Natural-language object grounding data
....................

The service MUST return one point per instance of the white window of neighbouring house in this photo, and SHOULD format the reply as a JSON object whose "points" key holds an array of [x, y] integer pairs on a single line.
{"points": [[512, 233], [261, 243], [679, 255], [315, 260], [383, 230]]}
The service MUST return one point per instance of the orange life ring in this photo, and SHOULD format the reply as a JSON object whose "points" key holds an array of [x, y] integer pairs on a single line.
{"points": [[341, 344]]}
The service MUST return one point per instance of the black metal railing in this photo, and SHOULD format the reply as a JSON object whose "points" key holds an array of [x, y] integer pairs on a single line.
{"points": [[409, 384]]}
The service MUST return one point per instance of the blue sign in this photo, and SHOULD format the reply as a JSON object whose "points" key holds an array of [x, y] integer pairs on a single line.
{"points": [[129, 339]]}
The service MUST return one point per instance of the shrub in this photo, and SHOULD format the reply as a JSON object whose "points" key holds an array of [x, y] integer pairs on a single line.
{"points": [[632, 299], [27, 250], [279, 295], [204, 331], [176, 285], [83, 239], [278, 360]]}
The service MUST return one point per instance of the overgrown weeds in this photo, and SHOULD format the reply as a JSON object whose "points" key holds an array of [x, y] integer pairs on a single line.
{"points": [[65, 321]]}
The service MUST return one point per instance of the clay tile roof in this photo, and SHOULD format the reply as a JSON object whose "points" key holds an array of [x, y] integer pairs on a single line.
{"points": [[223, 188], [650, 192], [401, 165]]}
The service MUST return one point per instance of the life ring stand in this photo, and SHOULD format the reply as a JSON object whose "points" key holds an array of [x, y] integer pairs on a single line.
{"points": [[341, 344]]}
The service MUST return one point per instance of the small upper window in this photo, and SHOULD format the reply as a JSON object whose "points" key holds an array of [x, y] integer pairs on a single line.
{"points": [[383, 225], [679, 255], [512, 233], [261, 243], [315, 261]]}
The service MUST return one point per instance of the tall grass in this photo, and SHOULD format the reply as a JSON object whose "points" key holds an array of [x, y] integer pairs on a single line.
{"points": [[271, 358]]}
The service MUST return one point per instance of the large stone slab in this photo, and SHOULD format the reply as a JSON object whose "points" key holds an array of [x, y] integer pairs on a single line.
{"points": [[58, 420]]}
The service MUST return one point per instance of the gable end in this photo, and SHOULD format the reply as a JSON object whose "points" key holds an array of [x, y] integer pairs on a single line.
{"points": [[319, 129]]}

....................

About this exercise => Write out, exactly as they appear, the lines from the one containing "The service MUST return one point per instance of the large" through the last line of the records above, both included, and nothing more.

Result of the task =>
The service MUST return one point per instance of the large stone slab in this photo, and SHOULD format the reply as a JSON object whose "points" key holds an array of [x, y] integer pairs on a single line.
{"points": [[58, 420]]}
The service MUST return one point per instance of the gable end in this photo, and SHOULD format the reply as a JSON object whose "points" key holds an array of [x, y] integer pairs on a single line.
{"points": [[319, 129]]}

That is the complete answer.